- What is being asked -
Pick out every line in the records below that contains the word "lime", and copy each of those lines.

- Material for the task -
※ ※ ※

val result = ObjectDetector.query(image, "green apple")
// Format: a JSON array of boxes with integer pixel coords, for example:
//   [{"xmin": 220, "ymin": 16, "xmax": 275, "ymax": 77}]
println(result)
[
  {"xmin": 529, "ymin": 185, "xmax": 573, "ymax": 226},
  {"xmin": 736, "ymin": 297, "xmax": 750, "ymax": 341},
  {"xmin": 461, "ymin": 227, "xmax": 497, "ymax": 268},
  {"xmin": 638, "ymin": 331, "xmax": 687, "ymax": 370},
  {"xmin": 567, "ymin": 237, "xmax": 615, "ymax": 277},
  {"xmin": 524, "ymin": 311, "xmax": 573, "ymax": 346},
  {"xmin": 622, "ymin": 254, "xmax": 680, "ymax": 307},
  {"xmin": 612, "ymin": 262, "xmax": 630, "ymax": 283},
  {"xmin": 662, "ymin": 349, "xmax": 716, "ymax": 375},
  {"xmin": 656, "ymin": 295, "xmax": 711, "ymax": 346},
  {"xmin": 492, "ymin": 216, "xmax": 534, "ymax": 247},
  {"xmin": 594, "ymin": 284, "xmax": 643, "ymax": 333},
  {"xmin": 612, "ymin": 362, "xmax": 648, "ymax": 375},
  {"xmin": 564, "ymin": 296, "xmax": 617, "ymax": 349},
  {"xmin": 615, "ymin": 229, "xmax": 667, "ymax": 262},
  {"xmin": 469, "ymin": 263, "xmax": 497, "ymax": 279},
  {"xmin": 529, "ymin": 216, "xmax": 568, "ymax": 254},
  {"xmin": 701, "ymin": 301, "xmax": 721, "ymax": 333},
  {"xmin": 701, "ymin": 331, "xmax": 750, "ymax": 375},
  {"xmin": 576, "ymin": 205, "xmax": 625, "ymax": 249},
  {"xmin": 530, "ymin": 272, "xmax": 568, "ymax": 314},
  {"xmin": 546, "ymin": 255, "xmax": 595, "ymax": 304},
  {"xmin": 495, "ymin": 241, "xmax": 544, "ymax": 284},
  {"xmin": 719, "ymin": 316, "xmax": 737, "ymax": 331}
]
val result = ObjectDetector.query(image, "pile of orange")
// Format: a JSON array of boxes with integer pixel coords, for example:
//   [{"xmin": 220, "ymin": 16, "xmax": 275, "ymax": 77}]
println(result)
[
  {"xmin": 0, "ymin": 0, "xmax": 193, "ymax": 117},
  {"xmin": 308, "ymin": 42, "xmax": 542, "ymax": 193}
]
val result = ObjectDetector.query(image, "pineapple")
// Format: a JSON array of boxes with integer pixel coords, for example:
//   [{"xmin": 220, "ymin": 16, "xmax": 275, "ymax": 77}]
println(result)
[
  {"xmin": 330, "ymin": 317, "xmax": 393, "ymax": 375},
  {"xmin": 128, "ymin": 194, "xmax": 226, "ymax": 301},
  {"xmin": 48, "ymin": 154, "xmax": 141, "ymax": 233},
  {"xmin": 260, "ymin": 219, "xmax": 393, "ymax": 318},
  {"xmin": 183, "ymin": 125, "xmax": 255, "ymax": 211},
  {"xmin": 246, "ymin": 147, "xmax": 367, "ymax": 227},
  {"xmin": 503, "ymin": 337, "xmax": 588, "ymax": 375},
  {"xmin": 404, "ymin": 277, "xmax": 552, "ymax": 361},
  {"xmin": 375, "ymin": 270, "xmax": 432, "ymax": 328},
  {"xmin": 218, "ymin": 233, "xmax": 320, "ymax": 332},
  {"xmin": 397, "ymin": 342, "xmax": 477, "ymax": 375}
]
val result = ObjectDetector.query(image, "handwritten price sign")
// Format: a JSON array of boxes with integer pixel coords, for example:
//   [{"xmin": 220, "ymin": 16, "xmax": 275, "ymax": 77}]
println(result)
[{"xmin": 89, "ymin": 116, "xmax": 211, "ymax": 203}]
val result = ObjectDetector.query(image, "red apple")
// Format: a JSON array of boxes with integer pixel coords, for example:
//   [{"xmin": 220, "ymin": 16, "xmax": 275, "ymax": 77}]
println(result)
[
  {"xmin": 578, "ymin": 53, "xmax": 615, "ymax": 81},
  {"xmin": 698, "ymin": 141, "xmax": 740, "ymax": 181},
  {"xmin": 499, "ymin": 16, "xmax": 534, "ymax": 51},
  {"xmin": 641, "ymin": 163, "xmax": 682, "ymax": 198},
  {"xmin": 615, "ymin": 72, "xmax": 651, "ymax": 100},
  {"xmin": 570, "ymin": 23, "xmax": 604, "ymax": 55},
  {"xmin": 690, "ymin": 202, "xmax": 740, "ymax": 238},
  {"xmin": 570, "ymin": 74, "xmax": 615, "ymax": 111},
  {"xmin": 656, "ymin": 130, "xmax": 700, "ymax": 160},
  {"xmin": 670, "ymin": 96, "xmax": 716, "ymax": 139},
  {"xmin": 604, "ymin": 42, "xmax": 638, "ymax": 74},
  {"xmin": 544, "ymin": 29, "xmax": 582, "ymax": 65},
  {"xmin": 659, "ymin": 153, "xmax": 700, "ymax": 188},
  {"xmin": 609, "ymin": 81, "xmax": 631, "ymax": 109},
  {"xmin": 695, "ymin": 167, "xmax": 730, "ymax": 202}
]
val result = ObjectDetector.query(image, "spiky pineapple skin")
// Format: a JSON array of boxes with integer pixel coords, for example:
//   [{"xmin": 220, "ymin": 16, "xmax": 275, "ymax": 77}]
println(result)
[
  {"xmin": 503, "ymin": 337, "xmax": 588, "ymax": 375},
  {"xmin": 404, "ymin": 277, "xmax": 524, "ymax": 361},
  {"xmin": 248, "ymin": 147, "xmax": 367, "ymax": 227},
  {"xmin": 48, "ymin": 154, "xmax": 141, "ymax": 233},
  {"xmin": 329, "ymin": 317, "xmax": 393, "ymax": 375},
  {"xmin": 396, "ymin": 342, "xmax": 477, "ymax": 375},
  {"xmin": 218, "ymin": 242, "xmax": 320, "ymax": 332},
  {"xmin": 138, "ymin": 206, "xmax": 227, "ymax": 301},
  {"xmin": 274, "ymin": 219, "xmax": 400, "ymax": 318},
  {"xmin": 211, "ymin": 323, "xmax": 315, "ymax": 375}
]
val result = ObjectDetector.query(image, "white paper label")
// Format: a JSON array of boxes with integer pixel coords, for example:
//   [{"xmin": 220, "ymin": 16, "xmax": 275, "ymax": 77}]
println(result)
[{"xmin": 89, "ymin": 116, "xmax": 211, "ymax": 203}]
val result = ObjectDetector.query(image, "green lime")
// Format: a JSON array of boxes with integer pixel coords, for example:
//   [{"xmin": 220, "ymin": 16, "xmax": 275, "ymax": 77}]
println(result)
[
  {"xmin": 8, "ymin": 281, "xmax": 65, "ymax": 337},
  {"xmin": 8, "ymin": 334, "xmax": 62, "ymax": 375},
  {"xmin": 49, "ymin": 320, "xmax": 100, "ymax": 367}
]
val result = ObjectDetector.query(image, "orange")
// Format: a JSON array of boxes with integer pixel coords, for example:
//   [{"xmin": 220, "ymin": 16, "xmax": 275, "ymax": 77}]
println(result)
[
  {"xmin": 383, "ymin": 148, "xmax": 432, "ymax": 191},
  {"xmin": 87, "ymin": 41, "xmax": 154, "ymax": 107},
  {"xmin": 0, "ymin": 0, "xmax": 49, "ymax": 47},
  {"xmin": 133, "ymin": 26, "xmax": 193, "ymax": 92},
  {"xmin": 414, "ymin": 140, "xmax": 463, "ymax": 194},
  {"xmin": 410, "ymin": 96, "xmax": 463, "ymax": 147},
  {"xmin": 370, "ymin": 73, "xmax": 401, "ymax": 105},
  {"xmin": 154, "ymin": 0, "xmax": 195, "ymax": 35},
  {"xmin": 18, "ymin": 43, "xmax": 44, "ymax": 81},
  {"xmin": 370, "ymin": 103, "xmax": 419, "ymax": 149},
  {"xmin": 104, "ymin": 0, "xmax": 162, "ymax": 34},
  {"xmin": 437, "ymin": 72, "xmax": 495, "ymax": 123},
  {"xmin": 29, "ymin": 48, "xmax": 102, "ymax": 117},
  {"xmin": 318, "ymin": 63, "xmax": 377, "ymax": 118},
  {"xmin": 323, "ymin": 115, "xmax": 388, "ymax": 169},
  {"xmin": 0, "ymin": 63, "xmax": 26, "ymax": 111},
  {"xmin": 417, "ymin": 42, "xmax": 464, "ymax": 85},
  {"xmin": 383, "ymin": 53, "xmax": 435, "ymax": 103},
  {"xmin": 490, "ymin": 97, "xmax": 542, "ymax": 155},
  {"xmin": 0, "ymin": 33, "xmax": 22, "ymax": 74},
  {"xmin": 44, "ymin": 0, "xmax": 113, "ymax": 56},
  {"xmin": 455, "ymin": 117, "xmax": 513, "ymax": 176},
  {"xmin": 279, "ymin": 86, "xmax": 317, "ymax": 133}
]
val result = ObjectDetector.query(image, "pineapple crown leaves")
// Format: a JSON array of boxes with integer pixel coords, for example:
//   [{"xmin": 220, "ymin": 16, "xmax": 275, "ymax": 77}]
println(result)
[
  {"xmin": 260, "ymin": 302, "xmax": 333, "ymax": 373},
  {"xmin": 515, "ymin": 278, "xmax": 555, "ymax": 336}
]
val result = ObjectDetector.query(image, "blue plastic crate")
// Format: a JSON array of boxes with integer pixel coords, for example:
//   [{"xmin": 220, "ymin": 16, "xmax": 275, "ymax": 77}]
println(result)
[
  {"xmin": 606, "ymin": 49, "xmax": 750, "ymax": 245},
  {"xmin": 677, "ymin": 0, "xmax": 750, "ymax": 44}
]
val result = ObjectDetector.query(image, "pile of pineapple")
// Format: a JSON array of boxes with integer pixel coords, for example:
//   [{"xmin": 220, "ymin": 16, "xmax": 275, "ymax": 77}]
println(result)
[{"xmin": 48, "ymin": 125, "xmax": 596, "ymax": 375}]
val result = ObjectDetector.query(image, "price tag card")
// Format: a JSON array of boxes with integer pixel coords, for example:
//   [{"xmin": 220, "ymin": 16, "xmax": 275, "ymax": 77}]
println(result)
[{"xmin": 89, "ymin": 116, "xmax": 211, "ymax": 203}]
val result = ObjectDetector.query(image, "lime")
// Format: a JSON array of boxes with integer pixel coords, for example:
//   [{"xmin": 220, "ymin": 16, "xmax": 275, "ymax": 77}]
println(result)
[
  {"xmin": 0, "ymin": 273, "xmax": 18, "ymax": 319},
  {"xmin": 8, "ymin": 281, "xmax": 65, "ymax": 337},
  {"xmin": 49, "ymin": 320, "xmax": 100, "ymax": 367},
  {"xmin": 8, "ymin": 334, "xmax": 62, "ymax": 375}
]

※ ※ ※

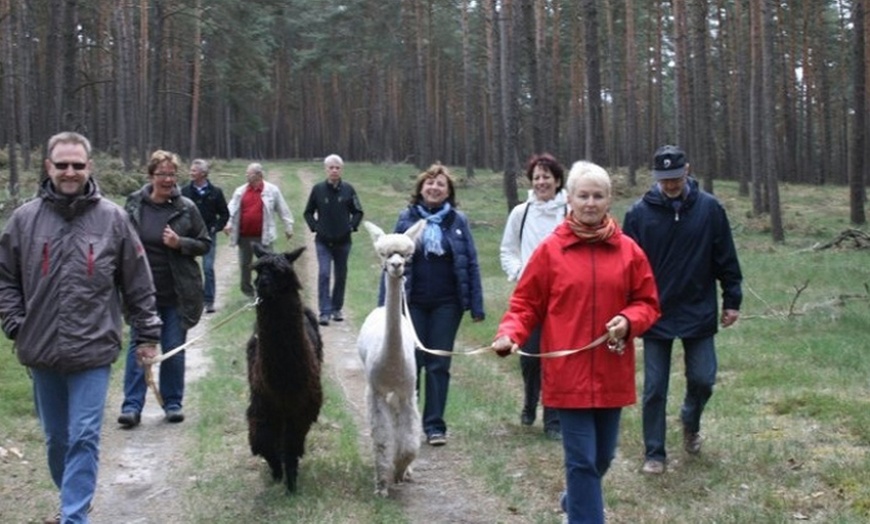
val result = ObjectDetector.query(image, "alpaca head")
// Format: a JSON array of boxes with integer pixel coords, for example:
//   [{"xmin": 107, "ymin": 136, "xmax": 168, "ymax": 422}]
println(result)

※ ※ ※

- The output -
val result = ObjectDetector.query(image, "green lime")
val result = ObjectDetector.query(image, "lime")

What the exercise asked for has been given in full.